Passage provided
++++++++++

Misinformation Is About to Get Worse, Says Former Google CEO Eric Schmidt
Artificial Intelligence is a powerful tool. From self-driving cars to assisting doctors and directing our social media interactions, it is playing a role that is unprecedented. Considering the speed at which it is acquiring this central role, there are bound to be some concerns about how we should integrate ourselves with it – and to what extent. Discussing these themes with The Atlantic, former Google CEO Eric Schmidt, said we are in a “watershed” moment for the technology. But it does not necessarily mean evolution.
With AI, Schmidt said in the interview, the current problem of misinformation will be “child’s play” and people will try to use it to manipulate others. For instance, AI is already being used to read our browsing history. It has proved itself useful to predict patterns, our tastes, and likes and dislikes. Based on algorithms, it suggests which website we may visit next or what product we may want to buy.
“We’re all online. All of these systems will be learning what we care about, but we could then be manipulated. That will have as big an impact as the discussions that we’re having, for example, in conflict,” Schmidt told the magazine.

++++++++++

Source material
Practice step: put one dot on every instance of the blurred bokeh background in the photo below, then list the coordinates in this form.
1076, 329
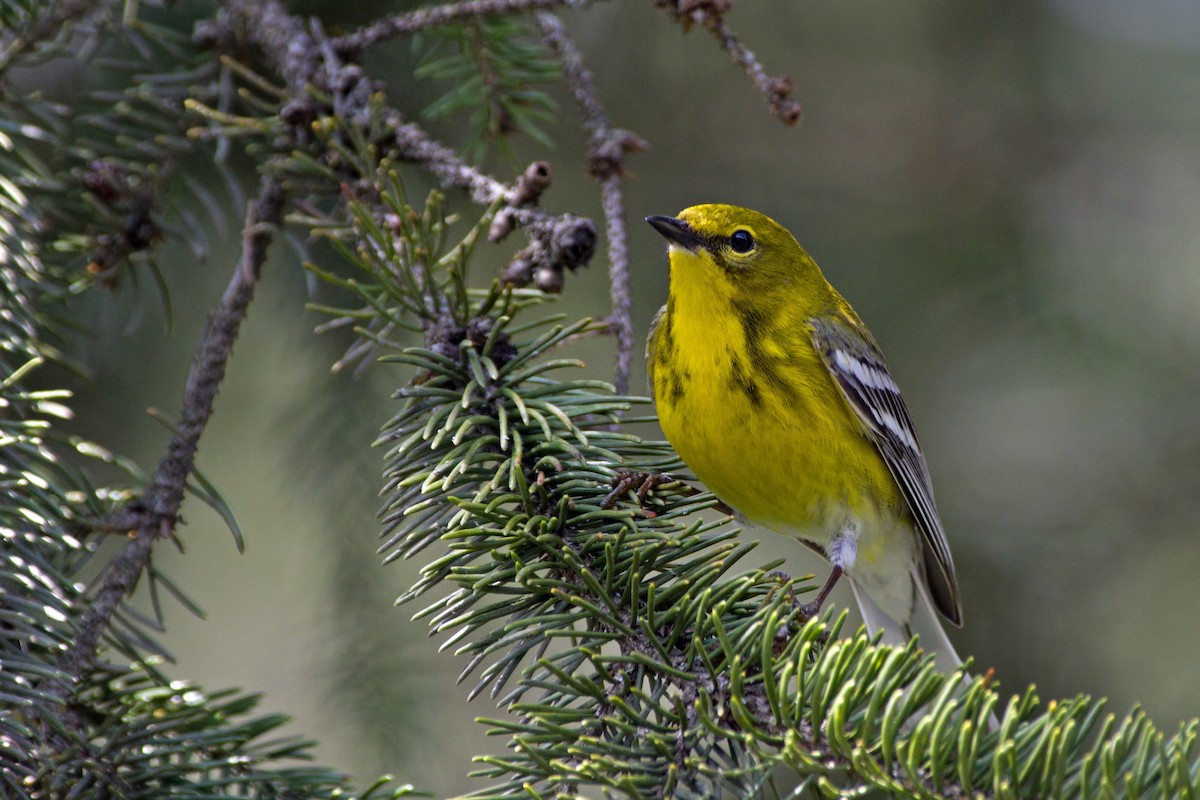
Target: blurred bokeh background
1009, 194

++++++++++

Exercise tasks
**1.** In the article about Eric Schmidt, which publication did he discuss these themes with?
**2.** Condense the paragraph of the article about Eric Schmidt that begins "With AI, Schmidt said in the interview" into a short bulleted list that keeps its main facts.
The data above is separate material, unrelated to the article about Eric Schmidt.

Set of answers
**1.** The Atlantic.

**2.**
- Schmidt said that with AI, today's misinformation problem will be "child's play," and people will try to use AI to manipulate others.
- AI already reads our browsing history and has proved useful for predicting patterns, tastes, likes, and dislikes.
- Using algorithms, it suggests which website we may visit next or which product we may want to buy.